## GOAL:
Answer these questions using the commentary on the film scenes.
(a) What does Denethor think Boromir would have brought him?
(b) According to Warren, where would the ring have been hidden?
(c) Why does Pippin call himself stupid?

[Begin PAGE]

22 The Wizard’s Pupil
Denethor criticizes Faramir because he released Frodo with the Ring, even if he says he would have never used it. Faramir well knows the power of the Ring, because says he would never use, not even if Minas Tirith falled down. Denethor’s voice is very sweet, but he obviously can’t avoid the umpteenth comparison between Faramir and Boromir: he thinks his beloved son would have brought him the Ring. Faramir answers that Boromir would have kept the Ring and coming back he would haven’t been the same any more. Denethor is furious, and he seems to see a smiling Boromir behind Faramir. When he realizes it’s an hallucination, he asks to be leaved alone. As many other scenes, this one should deepen the relationship between Faramir and Denethor. But do we really need it? And I must add that the scene of the vision of Boromir is really bad…
Warren: “Yes we need it. Denethor claims that Boromir would have been loyal and brought him a “kingly gift” and that the ring would have been hidden in the deepest vaults for use only in the most dire of circumstances. Faramir claims that Boromir would have succumbed to the power of the ring and would never have handed it over, shattering Denethor’s illusion. When Denethor hallucinates and see Boromir behind Faramir, calling out “my son,” the expression on Faramir’s face as he first thinks Denethor is calling for him is painful to watch as it slowly fades from hope to despair as he realizes his father has just simply gone mad.”
25 Peregrin, Soldier of the “Tower of Guard”
Pippin is sad and names himself as a stupid because he offered his services to a man of power.

[End PAGE]
[Begin MATERIAL SHOWN]

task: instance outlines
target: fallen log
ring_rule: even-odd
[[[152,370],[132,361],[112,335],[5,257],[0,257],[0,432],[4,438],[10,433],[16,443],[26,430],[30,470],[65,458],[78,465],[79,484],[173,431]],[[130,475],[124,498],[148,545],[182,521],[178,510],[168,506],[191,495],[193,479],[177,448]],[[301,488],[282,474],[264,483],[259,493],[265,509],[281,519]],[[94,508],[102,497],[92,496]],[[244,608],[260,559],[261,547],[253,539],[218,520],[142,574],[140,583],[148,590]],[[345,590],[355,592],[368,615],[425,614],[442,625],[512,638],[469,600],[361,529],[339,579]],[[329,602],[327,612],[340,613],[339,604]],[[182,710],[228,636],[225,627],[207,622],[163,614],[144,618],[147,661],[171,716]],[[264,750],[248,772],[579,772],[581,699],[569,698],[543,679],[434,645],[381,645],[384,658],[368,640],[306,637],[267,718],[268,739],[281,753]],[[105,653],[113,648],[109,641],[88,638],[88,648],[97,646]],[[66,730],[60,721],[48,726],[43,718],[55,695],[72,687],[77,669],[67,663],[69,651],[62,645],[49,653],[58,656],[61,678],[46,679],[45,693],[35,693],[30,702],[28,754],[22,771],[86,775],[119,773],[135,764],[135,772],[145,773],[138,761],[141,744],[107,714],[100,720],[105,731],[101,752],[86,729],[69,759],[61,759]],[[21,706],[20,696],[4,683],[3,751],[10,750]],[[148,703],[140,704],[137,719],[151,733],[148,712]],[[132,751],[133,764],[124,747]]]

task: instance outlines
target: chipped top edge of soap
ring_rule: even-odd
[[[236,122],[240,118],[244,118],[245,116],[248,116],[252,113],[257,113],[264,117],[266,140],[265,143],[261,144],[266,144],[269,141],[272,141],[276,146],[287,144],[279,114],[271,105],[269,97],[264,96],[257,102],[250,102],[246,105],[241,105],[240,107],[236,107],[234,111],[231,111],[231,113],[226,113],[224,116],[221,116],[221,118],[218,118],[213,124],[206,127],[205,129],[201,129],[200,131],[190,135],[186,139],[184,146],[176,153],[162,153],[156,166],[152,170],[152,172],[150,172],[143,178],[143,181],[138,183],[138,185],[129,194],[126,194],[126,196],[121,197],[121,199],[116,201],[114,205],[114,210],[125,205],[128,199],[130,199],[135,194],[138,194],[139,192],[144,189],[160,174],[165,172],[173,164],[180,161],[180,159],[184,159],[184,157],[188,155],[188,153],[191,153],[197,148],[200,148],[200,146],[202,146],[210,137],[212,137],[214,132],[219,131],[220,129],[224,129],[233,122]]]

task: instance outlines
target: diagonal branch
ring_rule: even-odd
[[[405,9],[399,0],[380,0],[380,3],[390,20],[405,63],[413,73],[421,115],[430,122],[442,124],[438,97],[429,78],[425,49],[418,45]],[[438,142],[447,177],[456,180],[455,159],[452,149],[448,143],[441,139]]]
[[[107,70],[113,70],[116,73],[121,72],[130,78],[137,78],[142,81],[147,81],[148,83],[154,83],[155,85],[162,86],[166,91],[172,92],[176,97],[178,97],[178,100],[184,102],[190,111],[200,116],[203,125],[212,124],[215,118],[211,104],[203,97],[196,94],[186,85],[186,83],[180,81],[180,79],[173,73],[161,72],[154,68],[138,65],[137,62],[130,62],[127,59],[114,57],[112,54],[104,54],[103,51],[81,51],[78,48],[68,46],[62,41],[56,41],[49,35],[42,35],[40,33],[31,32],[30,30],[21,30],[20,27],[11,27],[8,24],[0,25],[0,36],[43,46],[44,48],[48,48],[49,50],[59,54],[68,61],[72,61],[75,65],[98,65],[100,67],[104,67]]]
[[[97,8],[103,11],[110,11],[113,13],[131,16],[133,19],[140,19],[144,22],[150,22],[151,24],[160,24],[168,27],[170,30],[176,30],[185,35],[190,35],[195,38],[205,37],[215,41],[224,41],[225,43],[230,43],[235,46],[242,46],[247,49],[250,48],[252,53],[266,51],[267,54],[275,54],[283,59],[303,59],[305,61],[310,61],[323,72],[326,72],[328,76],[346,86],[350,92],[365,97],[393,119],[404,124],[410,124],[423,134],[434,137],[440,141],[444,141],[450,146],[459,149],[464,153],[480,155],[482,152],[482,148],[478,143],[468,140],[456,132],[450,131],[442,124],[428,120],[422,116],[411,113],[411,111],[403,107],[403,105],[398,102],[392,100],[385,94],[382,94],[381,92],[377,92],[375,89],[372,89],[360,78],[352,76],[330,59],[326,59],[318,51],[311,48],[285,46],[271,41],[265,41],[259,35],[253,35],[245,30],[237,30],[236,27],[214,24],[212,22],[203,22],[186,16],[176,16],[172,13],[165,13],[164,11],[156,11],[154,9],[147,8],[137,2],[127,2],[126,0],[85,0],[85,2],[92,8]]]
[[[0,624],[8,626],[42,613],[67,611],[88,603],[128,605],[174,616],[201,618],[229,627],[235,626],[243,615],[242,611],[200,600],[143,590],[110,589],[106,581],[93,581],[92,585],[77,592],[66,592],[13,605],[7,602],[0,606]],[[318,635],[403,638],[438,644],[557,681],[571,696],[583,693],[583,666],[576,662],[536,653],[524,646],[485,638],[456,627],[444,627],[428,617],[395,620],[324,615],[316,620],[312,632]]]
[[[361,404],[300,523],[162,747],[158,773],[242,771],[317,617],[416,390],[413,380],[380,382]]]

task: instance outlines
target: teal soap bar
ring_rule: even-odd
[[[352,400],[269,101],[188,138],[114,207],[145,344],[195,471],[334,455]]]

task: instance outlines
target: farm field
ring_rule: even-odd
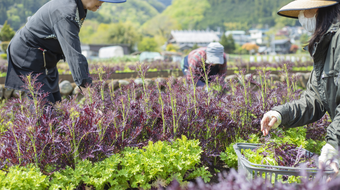
[[[147,84],[145,74],[152,64],[129,65],[142,82],[131,80],[115,88],[105,82],[105,65],[98,66],[96,72],[102,77],[84,90],[83,99],[73,96],[53,107],[43,106],[46,94],[39,92],[40,84],[30,76],[31,99],[13,98],[1,104],[0,186],[214,189],[235,183],[237,189],[253,182],[235,171],[235,143],[264,143],[286,150],[242,152],[257,164],[271,159],[269,165],[298,167],[306,158],[291,152],[303,148],[319,154],[330,122],[327,115],[311,125],[275,130],[270,138],[260,133],[265,112],[301,96],[304,89],[291,70],[310,63],[271,63],[286,76],[284,81],[271,78],[271,71],[263,69],[268,63],[244,63],[254,67],[254,77],[246,76],[242,64],[236,78],[216,78],[208,88],[196,88],[195,81],[181,77]],[[315,168],[308,161],[308,167]],[[259,187],[281,188],[262,178],[254,180]],[[294,176],[281,176],[279,182],[281,189],[310,185]],[[313,185],[338,184],[320,180]]]

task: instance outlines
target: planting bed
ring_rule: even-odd
[[[144,81],[150,66],[136,68]],[[282,68],[290,76],[291,66]],[[115,90],[110,85],[104,88],[102,76],[84,90],[82,101],[72,97],[53,108],[43,106],[46,94],[39,92],[41,86],[31,76],[27,89],[32,99],[21,97],[1,105],[0,186],[151,189],[159,184],[181,189],[177,181],[188,189],[217,189],[213,175],[225,166],[225,171],[237,168],[233,144],[268,140],[260,133],[263,114],[302,92],[294,78],[273,81],[270,72],[260,70],[253,80],[245,73],[241,70],[238,80],[215,79],[208,90],[173,77],[154,85],[130,82]],[[318,153],[329,122],[325,116],[313,125],[273,131],[271,138]],[[242,176],[231,169],[219,184],[268,185],[262,179],[241,183]],[[210,185],[186,184],[196,177]]]

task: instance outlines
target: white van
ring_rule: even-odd
[[[106,59],[112,57],[123,57],[124,50],[121,46],[109,46],[99,49],[99,58]]]

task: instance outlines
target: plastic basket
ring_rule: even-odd
[[[261,165],[249,162],[242,154],[242,149],[255,149],[261,146],[261,144],[252,143],[236,143],[234,144],[234,150],[238,158],[238,169],[244,170],[247,173],[248,179],[253,179],[257,176],[263,176],[264,178],[270,180],[271,182],[277,182],[278,177],[281,176],[300,176],[301,168],[285,167],[285,166],[271,166],[271,165]],[[306,156],[312,157],[314,153],[306,150]],[[314,178],[318,169],[306,168],[305,169],[308,176]],[[323,177],[328,177],[334,174],[333,170],[326,170]]]

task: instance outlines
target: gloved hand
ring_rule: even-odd
[[[321,149],[321,154],[319,156],[319,168],[322,167],[323,164],[329,166],[334,170],[335,176],[339,173],[339,161],[336,159],[338,155],[338,151],[330,144],[326,144]],[[328,179],[328,181],[331,178]]]
[[[269,111],[261,120],[261,131],[264,136],[269,134],[270,129],[276,129],[281,124],[281,114],[277,111]]]

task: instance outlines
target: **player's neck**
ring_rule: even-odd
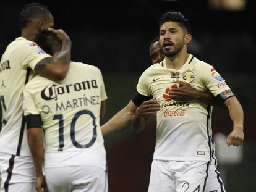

[End MATERIAL SHOWN]

## EXPECTED ANSWER:
(a) The Ring.
(b) In the deepest vaults.
(c) Because he offered his services to a man of power.